> _Reading passage_:
Newsgroups: alt.org.natl-assn-mortgage-brokers
Subject: Re: looking to refinance existing equity line for 30 year fixed
Date: Thu, 7 Jul 2005 12:50:24 -0700

You said you have an equity line, do you also have a "regular" mortgage too,
or is the equity line the only financing you have today?

My suggestion would be to look at rolling any existing 1st trust deed
("regular mortgage") and the 2nd trust deed (the equity line) into a single
new loan. If all you have is the equity line, then I can simply roll it over
to a fixed rate loan. I would be inclined to make the new loan for $200,000
and pay all of the closing costs from the loan so you don't have to pay them
from your pocket. I would also write your loan as a 30 year and tell you the
payment to make so that you could retire the loan in 15 years if you want.
My closing costs for the Junk Fees will run to about $2500, then we will
establish an impound account that pays your property taxes and home owner's
insurance when these items come due, we take the amount that is due and
collect 1/12 with each payment, plus we collect a few months up front so
that at the end of the year the the balance is zero, and then the whole
cycle begins anew. Adding the impound account to the closing costs, I can
see where it would be reasonable for the total closing to be in the range of
about $4000. Assuming worst case, $5000, and an interest rate of 6% on the
loan, the APR will be 6.24. These very simple numbers seem to indicate that
my loan is the better deal for you. Frankly, I pulled 6% out of my ass, the
rate today is likely better than that. No matter what the rate is, if the
loan is $200k and the fees are $5000, the APR will turn out to be about
.25%.

> _Dataset extract_:
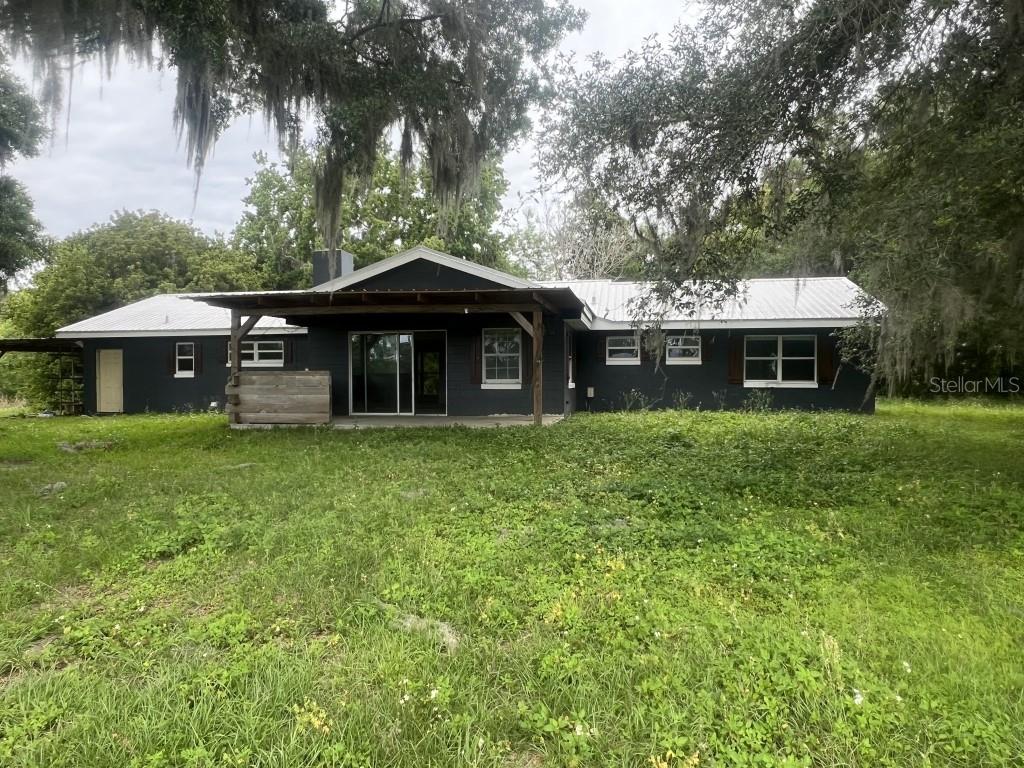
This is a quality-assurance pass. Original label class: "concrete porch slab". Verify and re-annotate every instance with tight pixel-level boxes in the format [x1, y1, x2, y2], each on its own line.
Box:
[331, 414, 565, 429]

> _Request 1_:
Answer these questions from the mortgage refinance post, one line per answer:
(a) How much does the writer expect the closing costs for the Junk Fees to be?
(b) For what amount would the writer be inclined to make the new loan?
(c) What APR does the writer give for the worst-case fees of $5000 at a 6% rate?
> _Request 2_: Continue the mortgage refinance post from its final sentence onward.

> _Task answer 1_:
(a) About $2500.
(b) $200,000.
(c) 6.24.

> _Task answer 2_:
The APR is a number that represents the cost of the prepaid loan charges. If
you had $5000 in costs and borrowed $200,000, then you would only get the
use of $195,000 of the loan, but the payment is based on the 200k figure.
Even if you paid the loan costs from your pocket instead of from the loan,
you still only get to use 195k of the 200k that you borrowed. So, if you got
several offers to lend at 6%, the one with the lowest APR would be the one
that had the lowest fees. The reason for the APR is because you will get a
headache trying to decipher and compare my fees with another broker's fees,
so the APR boils it all down to make it simple.

Jeff Strickland
City Mortgage Service
San Diego, CA
858 217-2449
jeff@citymortgage.net









"Mark"  wrote in message
news:1120757016.025870.35570@g44g2000cwa.googlegroups.com...
> I have an existing home equity line.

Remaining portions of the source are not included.